▶ _GIVEN EXERCISE_: Collect every line of the items below that contains the string "visibility".

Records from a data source
[BEGIN]

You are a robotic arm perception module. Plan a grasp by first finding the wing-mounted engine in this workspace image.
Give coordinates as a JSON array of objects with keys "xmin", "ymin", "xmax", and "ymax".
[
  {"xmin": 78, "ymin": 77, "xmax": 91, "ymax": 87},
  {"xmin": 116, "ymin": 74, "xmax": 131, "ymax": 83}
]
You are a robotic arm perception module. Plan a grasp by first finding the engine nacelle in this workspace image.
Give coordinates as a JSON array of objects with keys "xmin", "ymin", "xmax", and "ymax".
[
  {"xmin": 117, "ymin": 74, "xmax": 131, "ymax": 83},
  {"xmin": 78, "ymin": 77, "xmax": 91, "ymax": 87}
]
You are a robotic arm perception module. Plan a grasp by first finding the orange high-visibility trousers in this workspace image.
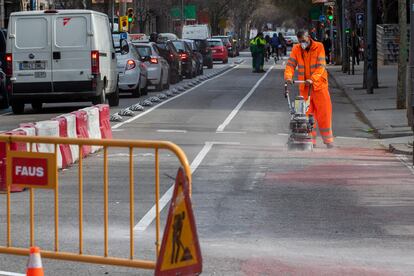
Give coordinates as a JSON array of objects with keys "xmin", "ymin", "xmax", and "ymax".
[{"xmin": 301, "ymin": 88, "xmax": 334, "ymax": 145}]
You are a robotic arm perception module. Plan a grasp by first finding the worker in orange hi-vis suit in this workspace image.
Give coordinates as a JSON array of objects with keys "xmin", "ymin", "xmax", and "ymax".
[{"xmin": 285, "ymin": 31, "xmax": 334, "ymax": 148}]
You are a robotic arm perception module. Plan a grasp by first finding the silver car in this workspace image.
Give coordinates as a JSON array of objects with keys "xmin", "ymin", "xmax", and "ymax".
[
  {"xmin": 114, "ymin": 35, "xmax": 148, "ymax": 97},
  {"xmin": 134, "ymin": 42, "xmax": 170, "ymax": 91}
]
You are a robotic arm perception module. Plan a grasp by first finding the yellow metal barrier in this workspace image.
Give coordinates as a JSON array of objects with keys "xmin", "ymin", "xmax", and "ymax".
[{"xmin": 0, "ymin": 135, "xmax": 191, "ymax": 269}]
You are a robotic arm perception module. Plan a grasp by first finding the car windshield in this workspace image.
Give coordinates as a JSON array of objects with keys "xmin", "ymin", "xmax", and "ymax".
[
  {"xmin": 173, "ymin": 41, "xmax": 185, "ymax": 51},
  {"xmin": 135, "ymin": 46, "xmax": 152, "ymax": 57},
  {"xmin": 208, "ymin": 40, "xmax": 223, "ymax": 47}
]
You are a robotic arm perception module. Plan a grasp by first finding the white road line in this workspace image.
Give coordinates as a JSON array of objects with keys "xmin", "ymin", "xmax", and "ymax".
[
  {"xmin": 216, "ymin": 66, "xmax": 274, "ymax": 132},
  {"xmin": 134, "ymin": 142, "xmax": 240, "ymax": 231},
  {"xmin": 134, "ymin": 142, "xmax": 213, "ymax": 231},
  {"xmin": 157, "ymin": 129, "xmax": 187, "ymax": 133},
  {"xmin": 216, "ymin": 131, "xmax": 247, "ymax": 134},
  {"xmin": 112, "ymin": 65, "xmax": 240, "ymax": 129},
  {"xmin": 0, "ymin": 271, "xmax": 26, "ymax": 276}
]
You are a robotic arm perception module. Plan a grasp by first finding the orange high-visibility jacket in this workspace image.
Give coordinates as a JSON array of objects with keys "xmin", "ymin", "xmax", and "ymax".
[{"xmin": 285, "ymin": 40, "xmax": 328, "ymax": 93}]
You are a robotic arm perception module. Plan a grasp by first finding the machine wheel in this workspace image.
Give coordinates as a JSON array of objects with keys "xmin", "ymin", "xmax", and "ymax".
[{"xmin": 12, "ymin": 103, "xmax": 24, "ymax": 114}]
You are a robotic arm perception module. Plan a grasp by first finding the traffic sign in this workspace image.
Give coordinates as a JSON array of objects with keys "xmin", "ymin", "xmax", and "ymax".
[
  {"xmin": 155, "ymin": 168, "xmax": 202, "ymax": 276},
  {"xmin": 119, "ymin": 15, "xmax": 129, "ymax": 32},
  {"xmin": 7, "ymin": 151, "xmax": 57, "ymax": 189}
]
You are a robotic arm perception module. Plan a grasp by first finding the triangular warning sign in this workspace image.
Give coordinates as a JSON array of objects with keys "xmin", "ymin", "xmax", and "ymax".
[{"xmin": 155, "ymin": 168, "xmax": 202, "ymax": 276}]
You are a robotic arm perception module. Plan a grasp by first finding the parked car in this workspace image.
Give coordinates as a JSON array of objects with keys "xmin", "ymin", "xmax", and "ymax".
[
  {"xmin": 183, "ymin": 39, "xmax": 204, "ymax": 76},
  {"xmin": 193, "ymin": 39, "xmax": 213, "ymax": 69},
  {"xmin": 114, "ymin": 35, "xmax": 148, "ymax": 97},
  {"xmin": 208, "ymin": 38, "xmax": 229, "ymax": 63},
  {"xmin": 156, "ymin": 41, "xmax": 182, "ymax": 84},
  {"xmin": 172, "ymin": 40, "xmax": 197, "ymax": 79},
  {"xmin": 6, "ymin": 10, "xmax": 119, "ymax": 114},
  {"xmin": 134, "ymin": 42, "xmax": 170, "ymax": 91},
  {"xmin": 182, "ymin": 24, "xmax": 211, "ymax": 39},
  {"xmin": 157, "ymin": 33, "xmax": 178, "ymax": 42},
  {"xmin": 212, "ymin": 35, "xmax": 235, "ymax": 57}
]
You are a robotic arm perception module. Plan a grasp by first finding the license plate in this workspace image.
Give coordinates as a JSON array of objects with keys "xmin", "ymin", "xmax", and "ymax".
[
  {"xmin": 20, "ymin": 61, "xmax": 46, "ymax": 71},
  {"xmin": 35, "ymin": 72, "xmax": 46, "ymax": 79}
]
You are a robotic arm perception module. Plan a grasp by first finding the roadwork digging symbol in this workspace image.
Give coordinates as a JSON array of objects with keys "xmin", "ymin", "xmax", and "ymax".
[{"xmin": 155, "ymin": 168, "xmax": 202, "ymax": 275}]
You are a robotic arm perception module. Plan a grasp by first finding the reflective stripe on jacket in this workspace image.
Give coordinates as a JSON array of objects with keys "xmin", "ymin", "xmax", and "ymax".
[{"xmin": 285, "ymin": 40, "xmax": 328, "ymax": 91}]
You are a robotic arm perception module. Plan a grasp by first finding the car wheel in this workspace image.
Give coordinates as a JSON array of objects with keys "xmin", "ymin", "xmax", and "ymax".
[
  {"xmin": 108, "ymin": 85, "xmax": 119, "ymax": 106},
  {"xmin": 32, "ymin": 102, "xmax": 43, "ymax": 112},
  {"xmin": 12, "ymin": 103, "xmax": 24, "ymax": 114},
  {"xmin": 155, "ymin": 72, "xmax": 163, "ymax": 91}
]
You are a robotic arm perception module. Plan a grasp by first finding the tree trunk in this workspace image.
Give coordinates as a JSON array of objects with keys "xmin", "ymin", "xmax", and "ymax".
[{"xmin": 397, "ymin": 0, "xmax": 408, "ymax": 109}]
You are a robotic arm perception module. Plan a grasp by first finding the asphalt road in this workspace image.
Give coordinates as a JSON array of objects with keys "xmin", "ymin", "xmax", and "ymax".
[{"xmin": 0, "ymin": 54, "xmax": 414, "ymax": 275}]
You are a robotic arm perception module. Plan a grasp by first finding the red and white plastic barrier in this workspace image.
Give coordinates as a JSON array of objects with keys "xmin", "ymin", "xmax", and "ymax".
[
  {"xmin": 58, "ymin": 114, "xmax": 79, "ymax": 163},
  {"xmin": 36, "ymin": 120, "xmax": 62, "ymax": 169},
  {"xmin": 17, "ymin": 123, "xmax": 37, "ymax": 152},
  {"xmin": 71, "ymin": 110, "xmax": 92, "ymax": 158},
  {"xmin": 52, "ymin": 117, "xmax": 73, "ymax": 169},
  {"xmin": 82, "ymin": 106, "xmax": 102, "ymax": 153},
  {"xmin": 0, "ymin": 104, "xmax": 112, "ymax": 192}
]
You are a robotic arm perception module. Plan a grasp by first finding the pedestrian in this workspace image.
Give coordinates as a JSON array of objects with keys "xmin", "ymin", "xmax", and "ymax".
[
  {"xmin": 255, "ymin": 32, "xmax": 266, "ymax": 73},
  {"xmin": 270, "ymin": 33, "xmax": 280, "ymax": 60},
  {"xmin": 279, "ymin": 32, "xmax": 287, "ymax": 56},
  {"xmin": 285, "ymin": 31, "xmax": 334, "ymax": 148},
  {"xmin": 322, "ymin": 32, "xmax": 332, "ymax": 64},
  {"xmin": 351, "ymin": 31, "xmax": 361, "ymax": 65},
  {"xmin": 265, "ymin": 35, "xmax": 272, "ymax": 61},
  {"xmin": 250, "ymin": 36, "xmax": 257, "ymax": 73}
]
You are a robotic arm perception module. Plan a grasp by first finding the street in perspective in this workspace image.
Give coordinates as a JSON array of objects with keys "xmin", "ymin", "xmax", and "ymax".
[{"xmin": 0, "ymin": 0, "xmax": 414, "ymax": 276}]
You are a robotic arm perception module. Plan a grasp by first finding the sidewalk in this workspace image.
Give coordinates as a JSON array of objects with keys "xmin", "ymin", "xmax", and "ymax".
[{"xmin": 328, "ymin": 64, "xmax": 413, "ymax": 154}]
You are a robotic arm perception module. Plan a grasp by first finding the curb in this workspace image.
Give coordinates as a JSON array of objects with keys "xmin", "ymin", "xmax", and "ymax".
[
  {"xmin": 326, "ymin": 70, "xmax": 381, "ymax": 139},
  {"xmin": 388, "ymin": 144, "xmax": 413, "ymax": 155}
]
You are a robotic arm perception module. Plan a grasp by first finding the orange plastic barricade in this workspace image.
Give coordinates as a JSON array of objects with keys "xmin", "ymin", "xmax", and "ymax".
[{"xmin": 0, "ymin": 134, "xmax": 191, "ymax": 275}]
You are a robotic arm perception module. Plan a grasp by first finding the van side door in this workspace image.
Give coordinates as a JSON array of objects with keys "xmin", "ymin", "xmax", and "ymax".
[
  {"xmin": 52, "ymin": 14, "xmax": 93, "ymax": 92},
  {"xmin": 8, "ymin": 15, "xmax": 53, "ymax": 94}
]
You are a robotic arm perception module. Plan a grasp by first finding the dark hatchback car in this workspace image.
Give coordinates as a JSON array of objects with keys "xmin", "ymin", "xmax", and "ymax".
[
  {"xmin": 172, "ymin": 40, "xmax": 197, "ymax": 79},
  {"xmin": 156, "ymin": 41, "xmax": 182, "ymax": 84},
  {"xmin": 194, "ymin": 39, "xmax": 213, "ymax": 69},
  {"xmin": 0, "ymin": 29, "xmax": 9, "ymax": 109},
  {"xmin": 183, "ymin": 39, "xmax": 204, "ymax": 75}
]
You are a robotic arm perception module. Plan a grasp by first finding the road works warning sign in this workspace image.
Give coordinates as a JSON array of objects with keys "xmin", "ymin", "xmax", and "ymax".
[
  {"xmin": 7, "ymin": 151, "xmax": 57, "ymax": 189},
  {"xmin": 155, "ymin": 168, "xmax": 202, "ymax": 275}
]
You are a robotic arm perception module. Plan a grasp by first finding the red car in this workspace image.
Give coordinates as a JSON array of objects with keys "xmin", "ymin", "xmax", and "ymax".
[{"xmin": 208, "ymin": 39, "xmax": 229, "ymax": 63}]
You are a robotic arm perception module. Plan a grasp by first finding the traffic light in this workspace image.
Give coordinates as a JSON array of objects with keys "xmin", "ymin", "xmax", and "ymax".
[
  {"xmin": 127, "ymin": 8, "xmax": 134, "ymax": 24},
  {"xmin": 119, "ymin": 16, "xmax": 129, "ymax": 32},
  {"xmin": 326, "ymin": 6, "xmax": 334, "ymax": 21}
]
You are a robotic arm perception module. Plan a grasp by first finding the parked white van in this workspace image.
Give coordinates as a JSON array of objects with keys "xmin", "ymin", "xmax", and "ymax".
[
  {"xmin": 6, "ymin": 10, "xmax": 119, "ymax": 114},
  {"xmin": 182, "ymin": 24, "xmax": 211, "ymax": 39}
]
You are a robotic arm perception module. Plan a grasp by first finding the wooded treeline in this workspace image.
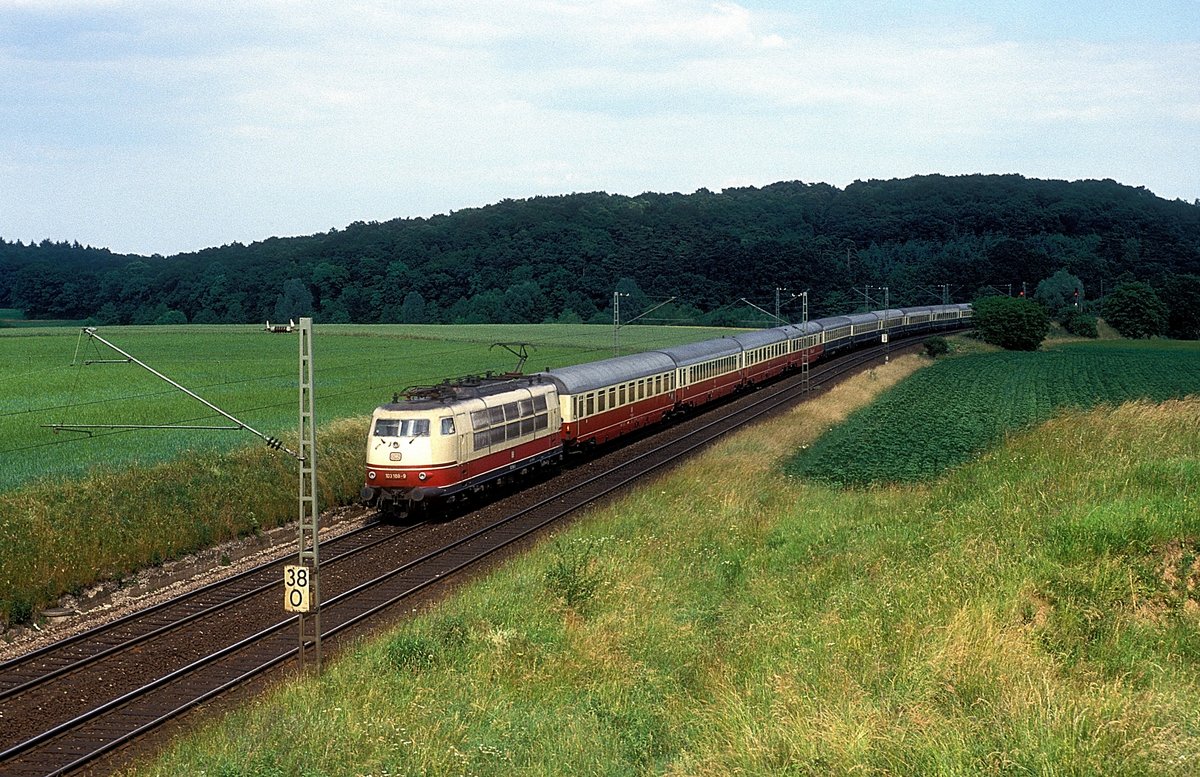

[END]

▶ _EXPECTED OUTPUT_:
You are a robotic arm perception module. Plan a grasp by first finding the orange high-visibility trousers in this workspace image.
You are a robotic arm perception module. Plan a grasp by first finding the orange high-visibility jacket in this workspace image.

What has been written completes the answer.